| QUOTED PASSAGE |
┄┄┄┄┄┄┄┄┄┄┄┄┄┄┄┄┄┄┄┄
87. Willie Nelson and Merle Haggard

‘Pancho And Lefty’

Two great country outlaws team up for a classic outlaw ballad: “Pancho and Lefty,” by Texas songwriter Townes Van Zandt. One night on tour, Willie’s daughter Lana played him Emmylou Harris’ version. Willie was so blown away that he recorded it immediately with his band, then woke up his tourmate Merle to sing his part. A few months later, their one-take duet was a Number One country hit. In the video, Willie plays Pancho and Hag plays Lefty. But both their grizzled voices fit Van Zandt’s hard-ass poetry, as when Willie growls, “Livin’ on the road, my friend, is supposed to keep you clean/Now you wear your skin like iron and your breath’s as hard as kerosene.” At Willie’s 60th-birthday concert, he sang “Pancho and Lefty” with another outlaw who’d lived out this story: Bob Dylan.

86. Shalamar

‘Dead Giveaway’

Shalamar hit the sweet spot between L.A. R&B and London New Wave, with the shiny black-leather funk of “Dead Giveaway.” It’s a last dance for the classic Shalamar trio: smooth frontman Howard Hewett, future solo diva Jody Watley, and New Romantic style icon Jeffrey Daniel, more famous in Europe, Asia, and Africa than at home. They had their roots in Seventies disco — Watley and Daniels started out as Soul Train dancers, chosen for the group by Don Cornelius himself. But “Dead Giveaway” sums up the era when Daniel was hitting the London clubs with Bananarama and Culture Club. Equally great: “No Limits (The Now Club),” about a hotspot open to disco dancers, punks, and rockabillys, where “Beethoven freaks are into funk.” Shalamar went on to do one of the Eighties’ few protest songs about police racism: “Don’t Get Stopped in Beverly Hills.”

85. Joan Jett

‘The French Song’

Joan Jett deserves credit for so many innovations, but “The French Song” is one of her boldest moves: an explicit garage-metal ode to a threesome. After fighting her way to the top with “I Love Rock & Roll,” Joan refused to tone it down for the mainstream. Her next album, brilliantly titled Album, has “The French Song,” where she rips through the chorus in her hilariously abrasive all-American sneer: “J’aime faire I’amour sur tout a trois!” In case you don’t parlez-vous her francais, she spells it out for you: “I have to laugh out loud, when you say three’s a crowd.” It was the “voulez vous couchez avec moi” of its time, yet it ruled MTV all summer. Proof that St. Joan really doesn’t give a damn about her mauvaise réputation. Eat your heart out, Serge Gainsbourg.
┄┄┄┄┄┄┄┄┄┄┄┄┄┄┄┄┄┄┄┄
| SET EXERCISE 1 |
Reproduce the part of the song countdown starting at "Two great country outlaws" and ending at "story: Bob Dylan.".
| SET EXERCISE 2 |
In the song countdown, what song title appears under each numbered heading?
The lines that come next are separate material, unrelated to the song countdown.

| SUPPLIED DATA |
┄┄┄┄┄┄┄┄┄┄┄┄┄┄┄┄┄┄┄┄
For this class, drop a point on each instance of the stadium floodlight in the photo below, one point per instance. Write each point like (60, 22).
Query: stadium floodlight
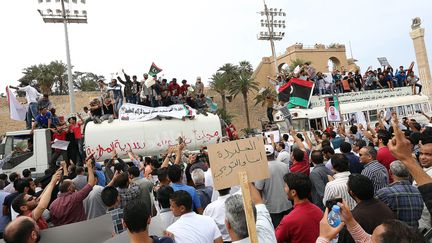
┄┄┄┄┄┄┄┄┄┄┄┄┄┄┄┄┄┄┄┄
| TASK OUTPUT 1 |
Two great country outlaws team up for a classic outlaw ballad: “Pancho and Lefty,” by Texas songwriter Townes Van Zandt. One night on tour, Willie’s daughter Lana played him Emmylou Harris’ version. Willie was so blown away that he recorded it immediately with his band, then woke up his tourmate Merle to sing his part. A few months later, their one-take duet was a Number One country hit. In the video, Willie plays Pancho and Hag plays Lefty. But both their grizzled voices fit Van Zandt’s hard-ass poetry, as when Willie growls, “Livin’ on the road, my friend, is supposed to keep you clean/Now you wear your skin like iron and your breath’s as hard as kerosene.” At Willie’s 60th-birthday concert, he sang “Pancho and Lefty” with another outlaw who’d lived out this story: Bob Dylan.

| TASK OUTPUT 2 |
‘Pancho And Lefty’
‘Dead Giveaway’
‘The French Song’